EXERCISE REQUIREMENTS — Quote the material below word for word, starting with the line that contains "Mark the dry" and continuing through the line that contains "point(416, 359)", both lines included.
****************************************
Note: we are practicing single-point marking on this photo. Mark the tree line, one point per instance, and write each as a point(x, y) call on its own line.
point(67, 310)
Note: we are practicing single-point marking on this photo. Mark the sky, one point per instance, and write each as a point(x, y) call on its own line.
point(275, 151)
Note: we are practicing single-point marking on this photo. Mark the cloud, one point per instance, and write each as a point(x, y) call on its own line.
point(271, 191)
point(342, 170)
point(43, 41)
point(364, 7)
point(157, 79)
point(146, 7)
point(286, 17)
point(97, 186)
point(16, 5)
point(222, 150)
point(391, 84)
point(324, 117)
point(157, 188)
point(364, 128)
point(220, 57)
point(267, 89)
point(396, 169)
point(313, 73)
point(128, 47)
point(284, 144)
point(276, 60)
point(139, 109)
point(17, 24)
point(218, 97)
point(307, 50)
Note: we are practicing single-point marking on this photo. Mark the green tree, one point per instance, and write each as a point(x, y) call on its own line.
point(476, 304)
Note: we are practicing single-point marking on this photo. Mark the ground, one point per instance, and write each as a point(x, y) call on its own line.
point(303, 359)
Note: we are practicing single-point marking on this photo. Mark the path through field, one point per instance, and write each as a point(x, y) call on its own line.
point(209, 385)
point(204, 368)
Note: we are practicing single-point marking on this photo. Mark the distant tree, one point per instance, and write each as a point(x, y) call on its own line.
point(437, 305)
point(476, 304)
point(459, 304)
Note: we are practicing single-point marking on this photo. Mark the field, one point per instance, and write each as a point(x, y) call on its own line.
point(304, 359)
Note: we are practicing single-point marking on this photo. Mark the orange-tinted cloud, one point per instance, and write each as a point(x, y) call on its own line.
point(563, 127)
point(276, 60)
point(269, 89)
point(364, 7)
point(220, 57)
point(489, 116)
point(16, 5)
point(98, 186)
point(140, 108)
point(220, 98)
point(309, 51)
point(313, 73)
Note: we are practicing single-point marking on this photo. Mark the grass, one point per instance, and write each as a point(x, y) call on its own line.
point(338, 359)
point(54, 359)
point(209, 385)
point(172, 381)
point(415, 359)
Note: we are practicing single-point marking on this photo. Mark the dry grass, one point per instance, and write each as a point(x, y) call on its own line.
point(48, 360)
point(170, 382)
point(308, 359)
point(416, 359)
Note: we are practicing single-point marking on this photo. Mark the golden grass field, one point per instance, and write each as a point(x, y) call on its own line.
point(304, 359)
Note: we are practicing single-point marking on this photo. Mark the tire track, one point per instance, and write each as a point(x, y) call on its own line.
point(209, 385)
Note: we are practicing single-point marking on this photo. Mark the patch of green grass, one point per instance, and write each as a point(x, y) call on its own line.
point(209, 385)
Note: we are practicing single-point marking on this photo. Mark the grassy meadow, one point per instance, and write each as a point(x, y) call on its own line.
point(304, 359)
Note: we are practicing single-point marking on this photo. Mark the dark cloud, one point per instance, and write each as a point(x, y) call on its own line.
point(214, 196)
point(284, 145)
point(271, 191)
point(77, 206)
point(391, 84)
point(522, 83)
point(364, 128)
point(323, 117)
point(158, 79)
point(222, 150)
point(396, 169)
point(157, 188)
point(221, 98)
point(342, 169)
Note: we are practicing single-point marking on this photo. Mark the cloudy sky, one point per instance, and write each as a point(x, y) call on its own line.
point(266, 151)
****************************************
RESPONSE TO THIS TASK —
Note: we are practicing single-point marking on this photo. Mark the dry grass, one point per instance, and write each as a point(x, y) call on its own line.
point(48, 360)
point(170, 382)
point(308, 359)
point(416, 359)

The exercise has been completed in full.